## AIM OF THE EXERCISE:
Turn the data, from its first line through the line containing "pixel 466 261", inclusive, into a numbered list, omitting any blank lines.
--- SUPPLIED MATERIAL ---
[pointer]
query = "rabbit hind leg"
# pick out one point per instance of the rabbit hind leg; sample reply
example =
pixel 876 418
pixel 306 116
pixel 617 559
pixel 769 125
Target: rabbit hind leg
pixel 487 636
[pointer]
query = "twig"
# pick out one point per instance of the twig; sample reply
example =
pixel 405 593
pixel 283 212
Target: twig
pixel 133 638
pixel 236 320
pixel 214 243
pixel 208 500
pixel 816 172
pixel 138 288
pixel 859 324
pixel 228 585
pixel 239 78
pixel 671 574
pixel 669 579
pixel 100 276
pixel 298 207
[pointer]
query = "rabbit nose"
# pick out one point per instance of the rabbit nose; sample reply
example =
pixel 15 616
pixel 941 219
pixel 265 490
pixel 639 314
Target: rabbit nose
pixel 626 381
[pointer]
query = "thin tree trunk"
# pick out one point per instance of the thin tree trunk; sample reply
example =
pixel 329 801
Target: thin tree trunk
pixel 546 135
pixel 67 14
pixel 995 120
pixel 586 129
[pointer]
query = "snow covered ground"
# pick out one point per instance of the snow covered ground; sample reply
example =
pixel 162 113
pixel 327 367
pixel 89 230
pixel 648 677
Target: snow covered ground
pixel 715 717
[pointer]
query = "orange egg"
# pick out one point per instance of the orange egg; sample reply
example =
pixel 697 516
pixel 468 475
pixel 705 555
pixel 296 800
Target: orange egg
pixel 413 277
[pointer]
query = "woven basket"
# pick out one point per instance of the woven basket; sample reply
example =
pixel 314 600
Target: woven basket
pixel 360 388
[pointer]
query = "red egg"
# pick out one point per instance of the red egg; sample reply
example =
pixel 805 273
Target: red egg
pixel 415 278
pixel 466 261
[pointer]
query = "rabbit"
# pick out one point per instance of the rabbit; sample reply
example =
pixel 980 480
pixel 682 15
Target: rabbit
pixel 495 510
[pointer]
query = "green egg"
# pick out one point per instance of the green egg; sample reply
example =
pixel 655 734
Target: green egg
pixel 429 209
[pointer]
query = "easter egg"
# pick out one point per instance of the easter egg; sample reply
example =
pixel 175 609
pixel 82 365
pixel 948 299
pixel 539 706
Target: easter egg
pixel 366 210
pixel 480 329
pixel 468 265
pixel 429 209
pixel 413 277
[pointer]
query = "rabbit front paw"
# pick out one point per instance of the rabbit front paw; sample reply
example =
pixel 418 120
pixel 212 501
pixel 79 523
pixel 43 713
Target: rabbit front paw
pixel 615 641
---
## ANSWER TO THE TASK:
1. [pointer]
2. query = "rabbit hind leg"
3. # pick out one point per instance of the rabbit hind leg; sample reply
4. example =
5. pixel 876 418
6. pixel 306 116
7. pixel 617 559
8. pixel 769 125
9. Target: rabbit hind leg
10. pixel 487 636
11. [pointer]
12. query = "twig"
13. # pick out one point per instance of the twig; sample reply
14. example =
15. pixel 405 593
16. pixel 283 212
17. Target: twig
18. pixel 133 638
19. pixel 236 320
20. pixel 214 243
21. pixel 208 500
22. pixel 816 172
23. pixel 138 288
24. pixel 859 324
25. pixel 228 585
26. pixel 239 78
27. pixel 671 574
28. pixel 669 579
29. pixel 100 276
30. pixel 298 207
31. [pointer]
32. query = "rabbit nose"
33. # pick out one point per instance of the rabbit nose; sample reply
34. example =
35. pixel 15 616
36. pixel 941 219
37. pixel 265 490
38. pixel 639 314
39. Target: rabbit nose
40. pixel 626 381
41. [pointer]
42. query = "thin tree trunk"
43. # pick out one point per instance of the thin tree trunk; sample reply
44. example =
45. pixel 329 801
46. Target: thin tree trunk
47. pixel 546 135
48. pixel 67 14
49. pixel 995 120
50. pixel 586 129
51. [pointer]
52. query = "snow covered ground"
53. # pick out one point per instance of the snow covered ground; sample reply
54. example =
55. pixel 162 113
56. pixel 327 367
57. pixel 89 230
58. pixel 648 677
59. Target: snow covered ground
60. pixel 715 717
61. [pointer]
62. query = "orange egg"
63. # pick out one point per instance of the orange egg; sample reply
64. example =
65. pixel 697 516
66. pixel 468 475
67. pixel 705 555
68. pixel 296 800
69. Target: orange egg
70. pixel 413 277
71. [pointer]
72. query = "woven basket"
73. # pick out one point per instance of the woven basket; sample reply
74. example =
75. pixel 314 600
76. Target: woven basket
77. pixel 360 388
78. [pointer]
79. query = "red egg"
80. # pick out one point per instance of the red egg; sample reply
81. example =
82. pixel 805 273
83. Target: red egg
84. pixel 415 278
85. pixel 466 261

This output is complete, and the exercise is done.